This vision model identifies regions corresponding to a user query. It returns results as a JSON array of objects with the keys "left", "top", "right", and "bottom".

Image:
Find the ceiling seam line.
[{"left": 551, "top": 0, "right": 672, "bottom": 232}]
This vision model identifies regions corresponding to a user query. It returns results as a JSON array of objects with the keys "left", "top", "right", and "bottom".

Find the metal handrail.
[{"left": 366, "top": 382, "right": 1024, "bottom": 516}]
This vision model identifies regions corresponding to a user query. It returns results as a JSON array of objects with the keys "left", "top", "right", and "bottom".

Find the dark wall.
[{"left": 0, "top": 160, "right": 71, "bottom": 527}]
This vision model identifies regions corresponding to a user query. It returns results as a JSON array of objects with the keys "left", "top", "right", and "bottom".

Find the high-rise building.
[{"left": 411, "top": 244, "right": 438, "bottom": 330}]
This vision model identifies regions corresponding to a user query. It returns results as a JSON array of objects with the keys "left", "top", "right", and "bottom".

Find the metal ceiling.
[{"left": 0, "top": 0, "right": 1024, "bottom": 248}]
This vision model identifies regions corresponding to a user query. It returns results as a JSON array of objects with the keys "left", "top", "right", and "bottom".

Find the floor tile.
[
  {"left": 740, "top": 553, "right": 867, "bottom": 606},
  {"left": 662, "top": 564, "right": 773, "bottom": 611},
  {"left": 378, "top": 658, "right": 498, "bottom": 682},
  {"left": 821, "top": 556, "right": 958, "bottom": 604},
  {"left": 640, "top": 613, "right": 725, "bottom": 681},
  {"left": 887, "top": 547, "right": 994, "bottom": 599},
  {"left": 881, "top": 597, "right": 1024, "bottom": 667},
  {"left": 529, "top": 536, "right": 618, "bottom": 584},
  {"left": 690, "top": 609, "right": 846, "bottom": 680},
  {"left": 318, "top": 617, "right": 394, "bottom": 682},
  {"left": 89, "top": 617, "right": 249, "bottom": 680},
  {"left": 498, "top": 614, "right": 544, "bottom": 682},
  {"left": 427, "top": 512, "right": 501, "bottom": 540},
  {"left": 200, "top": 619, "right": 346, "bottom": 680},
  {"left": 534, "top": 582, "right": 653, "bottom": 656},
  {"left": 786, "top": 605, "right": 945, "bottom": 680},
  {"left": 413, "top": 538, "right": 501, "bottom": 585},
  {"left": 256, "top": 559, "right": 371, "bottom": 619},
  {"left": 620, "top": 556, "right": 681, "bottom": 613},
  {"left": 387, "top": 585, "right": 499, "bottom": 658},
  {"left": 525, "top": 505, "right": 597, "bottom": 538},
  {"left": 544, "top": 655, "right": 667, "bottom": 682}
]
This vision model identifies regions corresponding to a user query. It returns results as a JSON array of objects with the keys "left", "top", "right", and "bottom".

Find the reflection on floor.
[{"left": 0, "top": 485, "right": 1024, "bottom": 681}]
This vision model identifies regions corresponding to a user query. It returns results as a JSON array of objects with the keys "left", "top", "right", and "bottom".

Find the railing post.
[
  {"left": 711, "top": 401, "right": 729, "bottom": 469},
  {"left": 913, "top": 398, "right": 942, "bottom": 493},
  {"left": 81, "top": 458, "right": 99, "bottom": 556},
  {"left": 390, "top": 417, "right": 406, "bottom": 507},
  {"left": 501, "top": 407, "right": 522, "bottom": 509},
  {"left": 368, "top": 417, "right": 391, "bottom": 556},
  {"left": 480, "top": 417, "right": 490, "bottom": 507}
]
______________________________
> _Requirement_:
Please copy every line in the material above that contains the string "ceiling". Matching is case-sensitive.

> _Complete response_:
Find the ceiling seam line.
Find the metal ceiling.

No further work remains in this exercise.